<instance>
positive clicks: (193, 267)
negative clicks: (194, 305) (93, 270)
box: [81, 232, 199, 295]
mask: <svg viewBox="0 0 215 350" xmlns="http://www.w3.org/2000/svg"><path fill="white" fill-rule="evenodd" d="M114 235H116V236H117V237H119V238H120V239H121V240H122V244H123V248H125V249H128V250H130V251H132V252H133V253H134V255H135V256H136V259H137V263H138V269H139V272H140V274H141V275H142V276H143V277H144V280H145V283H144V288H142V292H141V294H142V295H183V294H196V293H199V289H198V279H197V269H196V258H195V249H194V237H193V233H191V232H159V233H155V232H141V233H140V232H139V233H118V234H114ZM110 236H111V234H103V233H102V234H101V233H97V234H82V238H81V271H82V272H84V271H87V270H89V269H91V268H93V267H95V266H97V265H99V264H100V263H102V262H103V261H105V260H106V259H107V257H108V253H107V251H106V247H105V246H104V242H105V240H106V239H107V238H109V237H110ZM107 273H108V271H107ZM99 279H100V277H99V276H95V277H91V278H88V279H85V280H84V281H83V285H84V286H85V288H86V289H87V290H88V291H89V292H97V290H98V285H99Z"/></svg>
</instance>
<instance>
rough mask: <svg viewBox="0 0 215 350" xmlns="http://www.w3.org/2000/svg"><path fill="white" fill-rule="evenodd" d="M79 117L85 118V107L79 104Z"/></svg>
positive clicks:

_ _ _ _

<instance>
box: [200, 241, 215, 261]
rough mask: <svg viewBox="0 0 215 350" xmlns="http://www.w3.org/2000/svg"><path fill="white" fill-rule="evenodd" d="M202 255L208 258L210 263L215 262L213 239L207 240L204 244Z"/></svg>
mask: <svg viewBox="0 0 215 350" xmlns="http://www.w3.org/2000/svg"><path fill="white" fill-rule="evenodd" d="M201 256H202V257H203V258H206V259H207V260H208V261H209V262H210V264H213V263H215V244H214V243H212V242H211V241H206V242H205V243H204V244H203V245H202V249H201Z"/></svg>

_ _ _ _

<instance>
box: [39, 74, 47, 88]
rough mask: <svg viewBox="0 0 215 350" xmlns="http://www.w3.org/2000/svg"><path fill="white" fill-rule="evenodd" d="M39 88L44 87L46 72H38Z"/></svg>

_ _ _ _

» Aim of the task
Report the number of lines, in the entries above, that contain the word "positive", without any other text.

» Solution to this problem
2